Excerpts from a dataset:
□ □ □ □

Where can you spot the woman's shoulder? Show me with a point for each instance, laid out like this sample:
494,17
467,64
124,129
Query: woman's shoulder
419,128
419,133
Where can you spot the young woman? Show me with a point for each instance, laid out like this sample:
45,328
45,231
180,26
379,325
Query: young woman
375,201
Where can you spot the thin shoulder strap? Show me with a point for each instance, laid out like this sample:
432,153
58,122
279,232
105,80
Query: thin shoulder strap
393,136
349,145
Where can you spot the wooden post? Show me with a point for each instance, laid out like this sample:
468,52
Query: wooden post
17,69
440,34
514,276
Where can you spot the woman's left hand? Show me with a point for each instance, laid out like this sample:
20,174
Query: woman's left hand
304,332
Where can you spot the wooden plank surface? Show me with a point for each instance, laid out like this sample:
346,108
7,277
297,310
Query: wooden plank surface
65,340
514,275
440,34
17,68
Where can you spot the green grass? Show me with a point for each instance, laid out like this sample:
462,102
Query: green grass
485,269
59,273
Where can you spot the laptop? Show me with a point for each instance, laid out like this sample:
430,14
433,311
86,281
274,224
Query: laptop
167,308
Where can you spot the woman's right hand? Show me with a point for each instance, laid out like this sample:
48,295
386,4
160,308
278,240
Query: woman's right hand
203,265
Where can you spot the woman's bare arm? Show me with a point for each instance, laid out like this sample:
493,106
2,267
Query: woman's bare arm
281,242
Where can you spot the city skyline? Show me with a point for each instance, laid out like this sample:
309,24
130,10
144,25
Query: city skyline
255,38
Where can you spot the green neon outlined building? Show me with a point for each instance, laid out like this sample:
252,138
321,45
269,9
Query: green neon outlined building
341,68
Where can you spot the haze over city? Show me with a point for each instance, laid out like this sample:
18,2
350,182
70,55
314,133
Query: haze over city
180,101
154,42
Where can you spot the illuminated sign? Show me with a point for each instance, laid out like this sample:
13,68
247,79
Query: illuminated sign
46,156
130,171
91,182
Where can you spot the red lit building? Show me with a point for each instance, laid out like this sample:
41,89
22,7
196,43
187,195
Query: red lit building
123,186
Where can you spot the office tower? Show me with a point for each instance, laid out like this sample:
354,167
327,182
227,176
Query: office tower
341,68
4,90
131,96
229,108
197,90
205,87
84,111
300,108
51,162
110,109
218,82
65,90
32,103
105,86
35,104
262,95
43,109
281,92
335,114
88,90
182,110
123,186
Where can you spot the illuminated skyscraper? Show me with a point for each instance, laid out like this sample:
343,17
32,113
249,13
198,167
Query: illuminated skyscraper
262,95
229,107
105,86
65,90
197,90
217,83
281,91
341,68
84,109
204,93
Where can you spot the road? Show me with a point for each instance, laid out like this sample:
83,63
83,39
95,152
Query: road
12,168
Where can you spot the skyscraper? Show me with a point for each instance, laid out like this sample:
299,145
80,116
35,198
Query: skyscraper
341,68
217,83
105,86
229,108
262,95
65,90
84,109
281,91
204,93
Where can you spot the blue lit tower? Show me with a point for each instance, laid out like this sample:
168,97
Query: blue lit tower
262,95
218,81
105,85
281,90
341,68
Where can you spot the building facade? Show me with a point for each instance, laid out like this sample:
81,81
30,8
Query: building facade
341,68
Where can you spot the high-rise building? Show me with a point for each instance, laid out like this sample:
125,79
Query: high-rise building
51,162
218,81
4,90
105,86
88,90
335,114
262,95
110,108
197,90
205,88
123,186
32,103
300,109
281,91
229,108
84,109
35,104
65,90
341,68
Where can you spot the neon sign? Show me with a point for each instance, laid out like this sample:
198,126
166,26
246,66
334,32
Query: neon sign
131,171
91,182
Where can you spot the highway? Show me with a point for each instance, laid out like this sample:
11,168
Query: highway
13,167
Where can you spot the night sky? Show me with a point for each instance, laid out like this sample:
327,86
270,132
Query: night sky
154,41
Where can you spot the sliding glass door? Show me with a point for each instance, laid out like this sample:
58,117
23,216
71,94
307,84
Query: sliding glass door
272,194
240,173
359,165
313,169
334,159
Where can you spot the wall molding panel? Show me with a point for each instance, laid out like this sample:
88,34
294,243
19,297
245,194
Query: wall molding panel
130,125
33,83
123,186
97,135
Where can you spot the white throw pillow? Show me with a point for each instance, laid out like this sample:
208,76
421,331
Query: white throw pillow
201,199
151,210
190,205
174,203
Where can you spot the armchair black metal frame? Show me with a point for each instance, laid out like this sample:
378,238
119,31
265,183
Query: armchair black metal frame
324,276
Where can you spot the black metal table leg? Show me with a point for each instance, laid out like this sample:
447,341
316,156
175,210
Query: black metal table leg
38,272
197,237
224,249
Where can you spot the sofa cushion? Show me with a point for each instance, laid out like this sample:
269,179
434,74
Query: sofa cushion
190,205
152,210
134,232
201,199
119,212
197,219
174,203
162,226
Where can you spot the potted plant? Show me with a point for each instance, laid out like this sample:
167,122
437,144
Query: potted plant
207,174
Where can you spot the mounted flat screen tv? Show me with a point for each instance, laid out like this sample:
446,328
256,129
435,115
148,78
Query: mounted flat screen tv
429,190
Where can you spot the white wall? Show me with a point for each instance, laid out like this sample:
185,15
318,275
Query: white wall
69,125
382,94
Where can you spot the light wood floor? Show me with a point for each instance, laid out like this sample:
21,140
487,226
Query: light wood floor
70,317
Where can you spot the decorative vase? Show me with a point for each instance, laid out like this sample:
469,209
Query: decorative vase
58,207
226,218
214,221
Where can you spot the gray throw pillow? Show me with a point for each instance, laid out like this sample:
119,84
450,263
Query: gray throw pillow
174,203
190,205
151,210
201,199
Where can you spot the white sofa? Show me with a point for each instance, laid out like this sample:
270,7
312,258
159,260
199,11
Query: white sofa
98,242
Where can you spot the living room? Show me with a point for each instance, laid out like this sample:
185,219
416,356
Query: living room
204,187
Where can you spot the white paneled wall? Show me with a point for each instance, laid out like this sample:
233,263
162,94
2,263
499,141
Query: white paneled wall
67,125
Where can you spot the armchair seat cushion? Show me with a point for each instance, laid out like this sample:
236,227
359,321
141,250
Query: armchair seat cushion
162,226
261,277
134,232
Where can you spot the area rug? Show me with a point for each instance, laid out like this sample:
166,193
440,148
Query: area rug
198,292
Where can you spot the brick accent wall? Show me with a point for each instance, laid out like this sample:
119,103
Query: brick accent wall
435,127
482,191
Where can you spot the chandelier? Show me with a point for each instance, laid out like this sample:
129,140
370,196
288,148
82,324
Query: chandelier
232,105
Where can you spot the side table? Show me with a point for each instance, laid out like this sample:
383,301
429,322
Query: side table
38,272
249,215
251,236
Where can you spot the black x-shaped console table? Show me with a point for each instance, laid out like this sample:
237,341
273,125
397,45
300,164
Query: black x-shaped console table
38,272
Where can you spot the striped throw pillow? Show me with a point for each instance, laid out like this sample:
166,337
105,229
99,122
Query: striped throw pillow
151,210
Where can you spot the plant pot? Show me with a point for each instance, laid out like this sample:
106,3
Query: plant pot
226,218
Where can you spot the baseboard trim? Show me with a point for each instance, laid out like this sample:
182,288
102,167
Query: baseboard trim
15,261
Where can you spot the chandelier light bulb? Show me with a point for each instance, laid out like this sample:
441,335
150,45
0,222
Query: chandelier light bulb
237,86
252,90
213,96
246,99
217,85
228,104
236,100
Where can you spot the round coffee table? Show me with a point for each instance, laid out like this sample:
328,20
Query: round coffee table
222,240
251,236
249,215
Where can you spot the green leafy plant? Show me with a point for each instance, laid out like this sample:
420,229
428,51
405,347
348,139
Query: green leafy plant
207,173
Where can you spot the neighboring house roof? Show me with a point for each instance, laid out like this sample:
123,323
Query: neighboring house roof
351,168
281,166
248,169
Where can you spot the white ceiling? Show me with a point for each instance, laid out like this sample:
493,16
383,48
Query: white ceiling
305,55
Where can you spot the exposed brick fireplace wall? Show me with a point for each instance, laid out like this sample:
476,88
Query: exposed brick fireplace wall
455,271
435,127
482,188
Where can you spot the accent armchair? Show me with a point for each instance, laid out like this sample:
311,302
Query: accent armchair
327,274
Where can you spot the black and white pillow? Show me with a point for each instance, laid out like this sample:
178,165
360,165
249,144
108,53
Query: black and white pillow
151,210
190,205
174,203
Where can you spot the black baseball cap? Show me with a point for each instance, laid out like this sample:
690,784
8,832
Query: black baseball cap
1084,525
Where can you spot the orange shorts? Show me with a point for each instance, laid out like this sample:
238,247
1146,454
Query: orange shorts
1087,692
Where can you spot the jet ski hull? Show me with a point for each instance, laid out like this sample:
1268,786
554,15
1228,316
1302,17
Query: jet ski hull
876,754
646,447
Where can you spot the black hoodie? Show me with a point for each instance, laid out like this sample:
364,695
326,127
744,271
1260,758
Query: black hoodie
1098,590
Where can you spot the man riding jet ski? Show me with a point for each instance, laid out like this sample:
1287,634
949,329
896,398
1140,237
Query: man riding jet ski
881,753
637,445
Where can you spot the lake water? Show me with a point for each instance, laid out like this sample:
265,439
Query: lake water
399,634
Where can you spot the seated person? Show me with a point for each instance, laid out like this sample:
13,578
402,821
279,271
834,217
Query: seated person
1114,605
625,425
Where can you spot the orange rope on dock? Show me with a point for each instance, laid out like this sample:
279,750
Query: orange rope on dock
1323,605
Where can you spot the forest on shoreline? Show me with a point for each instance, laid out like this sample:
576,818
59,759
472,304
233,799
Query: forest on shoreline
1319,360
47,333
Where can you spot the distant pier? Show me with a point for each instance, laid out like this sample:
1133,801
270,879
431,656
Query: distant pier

□ □ □ □

Find the string "distant" in the data. Report each line it appears in.

● EXERCISE OUTPUT
Where can you spot the distant pier? Show me with a point for each instance, laid out like this sample:
Query: distant pier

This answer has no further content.